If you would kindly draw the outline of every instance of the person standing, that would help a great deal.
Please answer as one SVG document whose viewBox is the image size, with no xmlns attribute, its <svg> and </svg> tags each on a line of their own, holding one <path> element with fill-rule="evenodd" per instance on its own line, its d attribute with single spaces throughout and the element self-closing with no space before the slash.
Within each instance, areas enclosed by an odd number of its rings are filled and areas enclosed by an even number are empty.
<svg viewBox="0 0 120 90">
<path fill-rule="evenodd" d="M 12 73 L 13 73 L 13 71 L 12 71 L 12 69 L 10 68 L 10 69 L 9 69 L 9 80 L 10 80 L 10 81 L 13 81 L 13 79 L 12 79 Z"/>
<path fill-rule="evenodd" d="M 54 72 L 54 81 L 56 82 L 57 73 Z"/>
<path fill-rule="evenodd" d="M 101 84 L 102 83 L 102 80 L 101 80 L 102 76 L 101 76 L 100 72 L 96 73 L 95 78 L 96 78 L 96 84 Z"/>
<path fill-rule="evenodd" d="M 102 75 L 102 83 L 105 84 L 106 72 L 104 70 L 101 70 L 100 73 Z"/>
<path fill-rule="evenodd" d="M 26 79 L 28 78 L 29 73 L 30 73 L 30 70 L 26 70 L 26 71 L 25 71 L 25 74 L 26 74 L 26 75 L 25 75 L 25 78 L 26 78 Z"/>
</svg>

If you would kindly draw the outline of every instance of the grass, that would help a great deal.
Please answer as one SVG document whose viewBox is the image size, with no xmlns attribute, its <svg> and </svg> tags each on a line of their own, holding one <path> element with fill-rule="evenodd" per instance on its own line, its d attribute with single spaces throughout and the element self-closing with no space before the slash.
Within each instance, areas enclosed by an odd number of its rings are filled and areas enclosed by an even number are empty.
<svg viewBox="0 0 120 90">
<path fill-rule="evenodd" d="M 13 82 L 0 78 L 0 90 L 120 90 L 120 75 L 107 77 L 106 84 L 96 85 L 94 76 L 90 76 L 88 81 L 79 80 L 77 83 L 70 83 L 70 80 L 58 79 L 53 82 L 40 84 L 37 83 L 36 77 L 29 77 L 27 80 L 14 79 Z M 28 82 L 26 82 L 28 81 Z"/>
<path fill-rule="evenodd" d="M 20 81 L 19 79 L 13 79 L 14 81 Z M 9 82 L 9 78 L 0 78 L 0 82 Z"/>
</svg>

▸ WHAT NEEDS TO BE DONE
Repeat every line of the records above exactly.

▸ WRITTEN SOLUTION
If you would kindly draw the outline of every instance of the person standing, that would help a great deal.
Please answer as one SVG document whose viewBox is the image size, with no xmlns attribute, its <svg> and </svg> tags each on a line of their own, holding one <path> element with fill-rule="evenodd" per instance on its own line, its d attribute with single spaces throughout and the element self-closing with no space before the slash.
Within each instance, areas enclosed by an odd number of its rings are filled and areas enclosed by an even number are empty.
<svg viewBox="0 0 120 90">
<path fill-rule="evenodd" d="M 12 73 L 13 73 L 13 71 L 12 71 L 12 69 L 10 68 L 10 69 L 9 69 L 9 80 L 10 80 L 10 81 L 13 81 L 13 79 L 12 79 Z"/>
<path fill-rule="evenodd" d="M 54 72 L 54 81 L 56 82 L 57 73 Z"/>
<path fill-rule="evenodd" d="M 101 84 L 102 83 L 102 80 L 101 80 L 102 76 L 101 76 L 100 72 L 96 73 L 95 78 L 96 78 L 96 84 Z"/>
<path fill-rule="evenodd" d="M 102 75 L 102 83 L 105 84 L 106 72 L 104 70 L 101 70 L 100 73 Z"/>
<path fill-rule="evenodd" d="M 26 79 L 28 78 L 29 73 L 30 73 L 30 70 L 26 70 L 26 71 L 25 71 L 25 74 L 26 74 L 26 75 L 25 75 L 25 78 L 26 78 Z"/>
</svg>

If you would kindly draw the outline of every instance of the grass, that would help a great deal.
Please answer as one SVG document whose viewBox is the image size, with no xmlns attribute, its <svg> and </svg> tags each on a line of their own, holding one <path> element with fill-rule="evenodd" per instance on its own line, its d attribute with single spaces throughout and the element self-closing with no space before the slash.
Within each instance, areas enclosed by an odd number of its rings are filled and areas enclosed by an even number are empty.
<svg viewBox="0 0 120 90">
<path fill-rule="evenodd" d="M 13 82 L 0 78 L 0 90 L 120 90 L 120 75 L 107 77 L 106 84 L 96 85 L 94 76 L 90 76 L 88 81 L 79 80 L 77 83 L 70 83 L 70 80 L 58 79 L 53 82 L 40 84 L 37 83 L 36 77 L 29 77 L 27 80 L 14 79 Z M 28 82 L 26 82 L 28 81 Z"/>
<path fill-rule="evenodd" d="M 20 81 L 19 79 L 13 79 L 14 81 Z M 9 82 L 9 78 L 0 78 L 0 82 Z"/>
</svg>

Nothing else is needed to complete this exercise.